### [TAREFA 1]
Enumere, pela ordem em que surgem, todas as pessoas identificadas pelo nome no texto sobre as conferências que intervieram no evento como oradoras ou participantes em debates.
### [TAREFA 2]
Reproduza sem alterações o trecho do texto sobre as conferências que vai de "Ainda no primeiro" a "relação aos refugiados.".
### [TAREFA 3]
Retome, por favor, o texto sobre as conferências a partir do ponto em que termina.

Seguiu-se um debate entre a vice-primeiro-ministra Yulia Svyrydenko e a ex-vice-primeira-ministra da Albânia, Senida Mesi, sobre o papel das mulheres na construção da paz.
O tema da guerra voltaria a estar em destaque no segundo dia, num painel com a ex-Presidente da Lituânia, Dalia Grybauskaité, o ex-Presidente da Mongólia e o ex-primeiro-ministro da Tunísia, que partilharam as suas perspetivas sobre o aumento dos conflitos ao redor do mundo, especialmente a guerra na Ucrânia e os conflitos no Médio Oriente. Dalia Grybauskaité, considerada a "Dama de Ferro" do Norte da Europa, comparou Putin a Hitler e admitiu que tem faltado coragem e decisão política aos líderes europeus, afirmando que já estamos a viver uma guerra global.
Ainda no primeiro dia, Zaynab Abdi, jovem ativista somali radicada nos EUA, relatou a sua impressionante experiência pessoal, e a da sua irmã, que fugiram da Somália para o Egito e acabaram separadas. Lançou um apelo: "Acredito que, depois de conseguirmos a nossa segurança, não devemos ficar confortáveis, porque o sofrimento dos outros continua. Por isso, foi importante para mim falar". A jovem, de 29 anos, mostrou-se preocupada com o aumento dos extremismos em várias partes do mundo e com a desconfiança da sociedade em relação aos refugiados.
No segundo dia, o Laureado com o Prémio Nobel da Medicina, Richard Roberts, regressou às conferências com uma palestra sobre o papel positivo das bactérias na sociedade, tendo também voltado ao tema dos alimentos geneticamente modificados e às críticas aos governos e associações como a Greenpeace pelos esforços para os bloquear. "Milhões de crianças em África já morreram porque foram bloqueadas plantações de arroz com recurso a OGM", afirmou, defendendo que a utilização de organismos geneticamente modificados na produção alimentar pode ser uma arma poderosa para mitigar as consequências das alterações globais na cadeia de produção alimentar.

### [REGISTOS SELECIONADOS]
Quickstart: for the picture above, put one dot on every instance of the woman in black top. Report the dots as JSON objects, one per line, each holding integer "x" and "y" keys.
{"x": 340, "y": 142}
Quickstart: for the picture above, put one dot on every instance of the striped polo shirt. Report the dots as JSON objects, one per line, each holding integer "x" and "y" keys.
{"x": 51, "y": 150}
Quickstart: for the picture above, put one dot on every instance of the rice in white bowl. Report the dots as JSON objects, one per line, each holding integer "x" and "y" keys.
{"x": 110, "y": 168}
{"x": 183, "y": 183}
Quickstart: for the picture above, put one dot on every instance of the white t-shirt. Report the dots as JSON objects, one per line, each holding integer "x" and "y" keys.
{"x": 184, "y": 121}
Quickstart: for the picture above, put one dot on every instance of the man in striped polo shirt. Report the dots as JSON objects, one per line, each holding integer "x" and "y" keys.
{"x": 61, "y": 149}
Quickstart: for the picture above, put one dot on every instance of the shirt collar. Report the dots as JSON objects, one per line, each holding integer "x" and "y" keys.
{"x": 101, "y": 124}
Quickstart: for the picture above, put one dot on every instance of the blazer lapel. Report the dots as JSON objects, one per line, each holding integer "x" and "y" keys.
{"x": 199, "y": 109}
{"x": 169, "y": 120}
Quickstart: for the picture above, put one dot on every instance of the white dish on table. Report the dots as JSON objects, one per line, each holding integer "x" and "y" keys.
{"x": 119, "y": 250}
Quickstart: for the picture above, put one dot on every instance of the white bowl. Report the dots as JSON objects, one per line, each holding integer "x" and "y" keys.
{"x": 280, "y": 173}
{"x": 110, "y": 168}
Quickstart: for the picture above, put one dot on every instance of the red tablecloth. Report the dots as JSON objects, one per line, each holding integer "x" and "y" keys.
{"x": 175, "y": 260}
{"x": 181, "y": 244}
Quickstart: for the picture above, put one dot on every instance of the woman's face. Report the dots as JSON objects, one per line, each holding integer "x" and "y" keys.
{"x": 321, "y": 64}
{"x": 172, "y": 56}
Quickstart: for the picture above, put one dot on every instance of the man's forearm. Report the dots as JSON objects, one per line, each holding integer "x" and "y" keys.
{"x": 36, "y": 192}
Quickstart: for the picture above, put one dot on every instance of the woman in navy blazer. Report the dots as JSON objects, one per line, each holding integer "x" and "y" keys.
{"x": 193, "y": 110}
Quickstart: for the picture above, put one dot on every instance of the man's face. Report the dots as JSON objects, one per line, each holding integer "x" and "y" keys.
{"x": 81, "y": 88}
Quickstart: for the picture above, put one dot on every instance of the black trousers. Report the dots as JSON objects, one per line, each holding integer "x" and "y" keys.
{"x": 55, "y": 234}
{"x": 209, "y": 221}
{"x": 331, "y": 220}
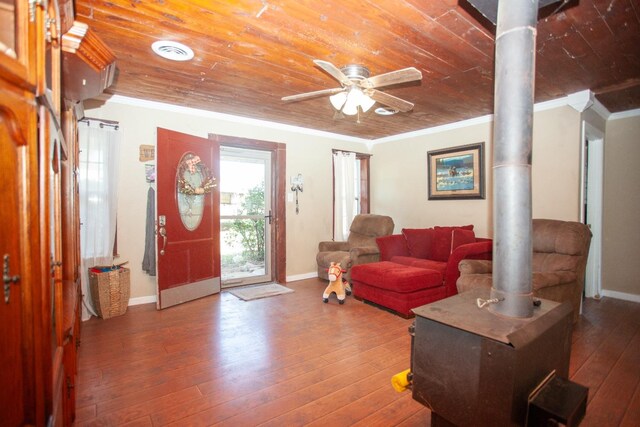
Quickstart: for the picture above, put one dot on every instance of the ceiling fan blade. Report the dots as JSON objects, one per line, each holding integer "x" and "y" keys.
{"x": 390, "y": 100}
{"x": 394, "y": 77}
{"x": 333, "y": 71}
{"x": 307, "y": 95}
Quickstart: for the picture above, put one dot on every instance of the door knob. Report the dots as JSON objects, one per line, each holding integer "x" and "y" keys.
{"x": 163, "y": 233}
{"x": 8, "y": 279}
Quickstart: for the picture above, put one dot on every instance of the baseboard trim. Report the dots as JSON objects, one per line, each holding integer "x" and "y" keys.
{"x": 621, "y": 295}
{"x": 142, "y": 300}
{"x": 152, "y": 298}
{"x": 297, "y": 277}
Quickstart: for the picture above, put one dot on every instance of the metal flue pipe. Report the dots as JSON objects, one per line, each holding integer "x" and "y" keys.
{"x": 513, "y": 129}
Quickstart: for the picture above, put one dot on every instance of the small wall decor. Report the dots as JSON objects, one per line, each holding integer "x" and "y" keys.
{"x": 456, "y": 173}
{"x": 150, "y": 173}
{"x": 193, "y": 176}
{"x": 147, "y": 153}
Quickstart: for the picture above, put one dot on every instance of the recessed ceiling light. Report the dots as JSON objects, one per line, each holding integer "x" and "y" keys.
{"x": 173, "y": 51}
{"x": 385, "y": 111}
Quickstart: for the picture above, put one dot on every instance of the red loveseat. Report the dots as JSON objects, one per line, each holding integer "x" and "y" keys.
{"x": 417, "y": 267}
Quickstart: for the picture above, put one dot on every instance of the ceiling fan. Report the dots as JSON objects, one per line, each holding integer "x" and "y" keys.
{"x": 358, "y": 91}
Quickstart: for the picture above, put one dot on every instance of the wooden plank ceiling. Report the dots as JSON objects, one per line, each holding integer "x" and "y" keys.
{"x": 251, "y": 53}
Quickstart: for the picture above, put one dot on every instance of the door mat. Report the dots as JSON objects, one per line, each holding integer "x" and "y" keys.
{"x": 260, "y": 291}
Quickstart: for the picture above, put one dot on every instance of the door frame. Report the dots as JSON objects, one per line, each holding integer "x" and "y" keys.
{"x": 592, "y": 202}
{"x": 278, "y": 195}
{"x": 264, "y": 157}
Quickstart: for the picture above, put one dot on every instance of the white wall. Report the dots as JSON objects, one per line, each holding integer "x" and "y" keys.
{"x": 621, "y": 232}
{"x": 399, "y": 185}
{"x": 398, "y": 181}
{"x": 307, "y": 153}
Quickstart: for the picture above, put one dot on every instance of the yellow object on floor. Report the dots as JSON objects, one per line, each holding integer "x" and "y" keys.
{"x": 400, "y": 381}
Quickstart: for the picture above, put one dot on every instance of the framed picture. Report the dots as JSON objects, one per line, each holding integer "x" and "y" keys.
{"x": 456, "y": 173}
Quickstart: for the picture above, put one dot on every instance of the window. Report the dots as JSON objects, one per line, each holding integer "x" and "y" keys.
{"x": 350, "y": 190}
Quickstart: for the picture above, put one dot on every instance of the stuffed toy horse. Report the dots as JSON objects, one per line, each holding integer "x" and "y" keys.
{"x": 336, "y": 284}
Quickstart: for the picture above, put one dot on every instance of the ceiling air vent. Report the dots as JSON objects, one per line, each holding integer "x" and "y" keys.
{"x": 173, "y": 51}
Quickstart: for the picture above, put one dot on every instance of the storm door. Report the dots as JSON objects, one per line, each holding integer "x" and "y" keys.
{"x": 245, "y": 216}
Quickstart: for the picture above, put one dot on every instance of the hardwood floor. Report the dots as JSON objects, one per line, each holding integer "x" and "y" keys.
{"x": 292, "y": 360}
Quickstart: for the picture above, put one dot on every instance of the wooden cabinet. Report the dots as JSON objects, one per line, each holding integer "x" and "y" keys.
{"x": 39, "y": 218}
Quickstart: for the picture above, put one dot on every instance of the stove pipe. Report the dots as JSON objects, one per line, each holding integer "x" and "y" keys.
{"x": 513, "y": 127}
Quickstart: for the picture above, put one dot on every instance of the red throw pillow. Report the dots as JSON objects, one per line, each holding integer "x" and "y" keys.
{"x": 460, "y": 236}
{"x": 441, "y": 243}
{"x": 392, "y": 245}
{"x": 419, "y": 241}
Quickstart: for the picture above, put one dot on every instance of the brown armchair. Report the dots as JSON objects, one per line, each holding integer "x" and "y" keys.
{"x": 360, "y": 247}
{"x": 560, "y": 251}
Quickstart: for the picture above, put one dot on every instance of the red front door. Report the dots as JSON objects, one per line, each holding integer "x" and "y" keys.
{"x": 188, "y": 217}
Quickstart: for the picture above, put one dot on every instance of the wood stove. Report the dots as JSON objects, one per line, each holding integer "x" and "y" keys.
{"x": 472, "y": 367}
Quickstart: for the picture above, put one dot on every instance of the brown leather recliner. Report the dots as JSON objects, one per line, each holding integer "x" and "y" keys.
{"x": 360, "y": 247}
{"x": 560, "y": 251}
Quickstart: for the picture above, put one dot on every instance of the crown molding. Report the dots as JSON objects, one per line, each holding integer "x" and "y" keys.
{"x": 625, "y": 114}
{"x": 143, "y": 103}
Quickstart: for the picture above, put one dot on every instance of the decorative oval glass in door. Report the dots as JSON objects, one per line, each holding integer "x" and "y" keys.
{"x": 193, "y": 182}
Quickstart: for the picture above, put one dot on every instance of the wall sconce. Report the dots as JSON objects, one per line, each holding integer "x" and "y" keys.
{"x": 296, "y": 186}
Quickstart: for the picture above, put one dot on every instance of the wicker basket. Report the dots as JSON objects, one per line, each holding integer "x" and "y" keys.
{"x": 110, "y": 291}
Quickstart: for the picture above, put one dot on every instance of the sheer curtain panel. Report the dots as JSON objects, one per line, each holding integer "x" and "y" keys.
{"x": 98, "y": 185}
{"x": 344, "y": 167}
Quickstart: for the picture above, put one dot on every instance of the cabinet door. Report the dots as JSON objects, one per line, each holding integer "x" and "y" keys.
{"x": 14, "y": 303}
{"x": 17, "y": 55}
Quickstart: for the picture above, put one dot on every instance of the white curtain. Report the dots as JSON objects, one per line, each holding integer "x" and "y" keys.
{"x": 98, "y": 185}
{"x": 344, "y": 166}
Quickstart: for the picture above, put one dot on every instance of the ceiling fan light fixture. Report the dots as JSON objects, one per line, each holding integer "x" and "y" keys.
{"x": 385, "y": 111}
{"x": 366, "y": 103}
{"x": 173, "y": 51}
{"x": 338, "y": 100}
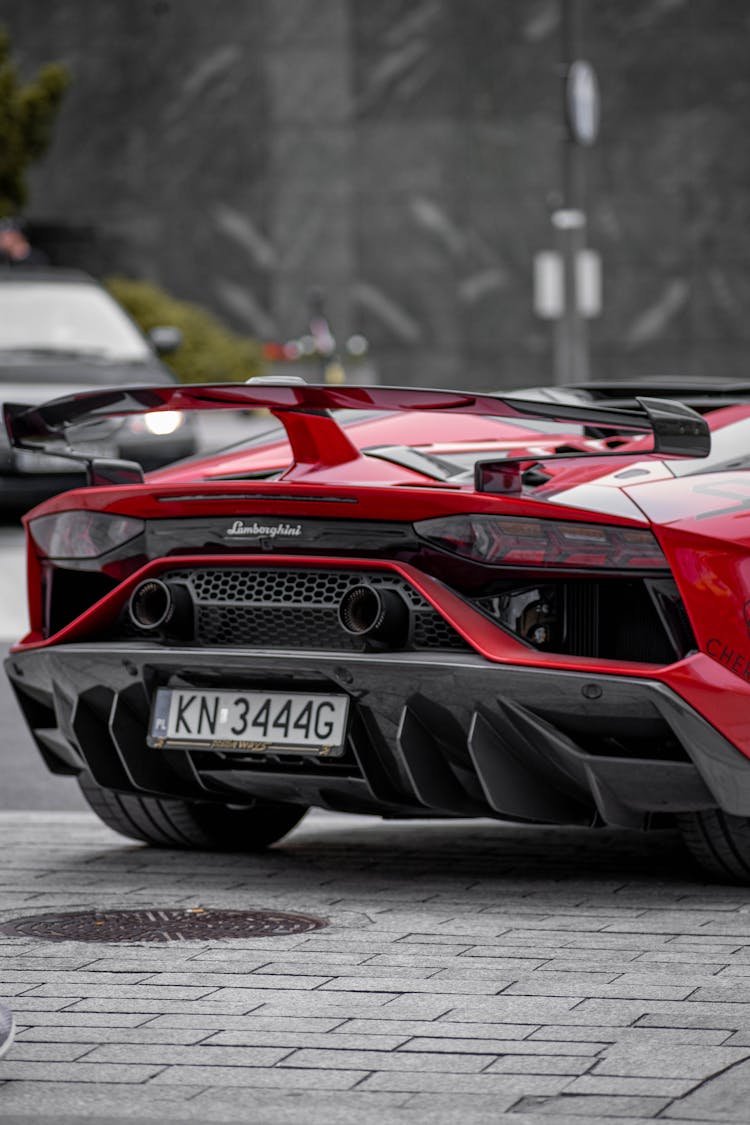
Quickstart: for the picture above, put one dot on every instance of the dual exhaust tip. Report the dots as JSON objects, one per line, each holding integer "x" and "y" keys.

### [RESPOSTA ESCRITA 1]
Yulia Svyrydenko
Senida Mesi
Dalia Grybauskaité
Zaynab Abdi
Richard Roberts

### [RESPOSTA ESCRITA 2]
Ainda no primeiro dia, Zaynab Abdi, jovem ativista somali radicada nos EUA, relatou a sua impressionante experiência pessoal, e a da sua irmã, que fugiram da Somália para o Egito e acabaram separadas. Lançou um apelo: "Acredito que, depois de conseguirmos a nossa segurança, não devemos ficar confortáveis, porque o sofrimento dos outros continua. Por isso, foi importante para mim falar". A jovem, de 29 anos, mostrou-se preocupada com o aumento dos extremismos em várias partes do mundo e com a desconfiança da sociedade em relação aos refugiados.

### [RESPOSTA ESCRITA 3]
Também no segundo dia, Fernando Alexandre, ministro da Educação, Ciência e Inovação salientou a importância da ciência, da inovação e da educação para a democracia e para a construção do futuro. "Temos de nos coordenar e de trabalhar em conjunto" afirmou, destacando que os problemas são muito complexos e as soluções nem sempre evidentes. "Muitas vezes, líderes populistas vendem soluções simples para essas questões - estão a enganar as pessoas. Essa foi em parte uma das razões que me levou a trocar a academia pela política."
As conferências serviram ainda de palco ao lançamento do novo instituto, o Digital Data Design Institute at Nova SBE and NOVA Medical School, dedicado ao estudo do impacto da IA e de tecnologias digitais ao serviço da sociedade, posicionando Portugal na vanguarda do desenvolvimento tecnológico global.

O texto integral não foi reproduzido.